[Saved entries]
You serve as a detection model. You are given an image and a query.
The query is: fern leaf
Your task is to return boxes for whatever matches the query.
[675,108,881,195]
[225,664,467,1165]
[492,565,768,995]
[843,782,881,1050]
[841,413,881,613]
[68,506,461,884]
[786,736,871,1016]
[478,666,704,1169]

Task prompt: Gather every line in the items above that contains the word "query" and copy each one.

Full response:
You serve as a detection model. You are given an image and a query.
The query is: fern leaf
Your task is to return boxes for whatever matches the query.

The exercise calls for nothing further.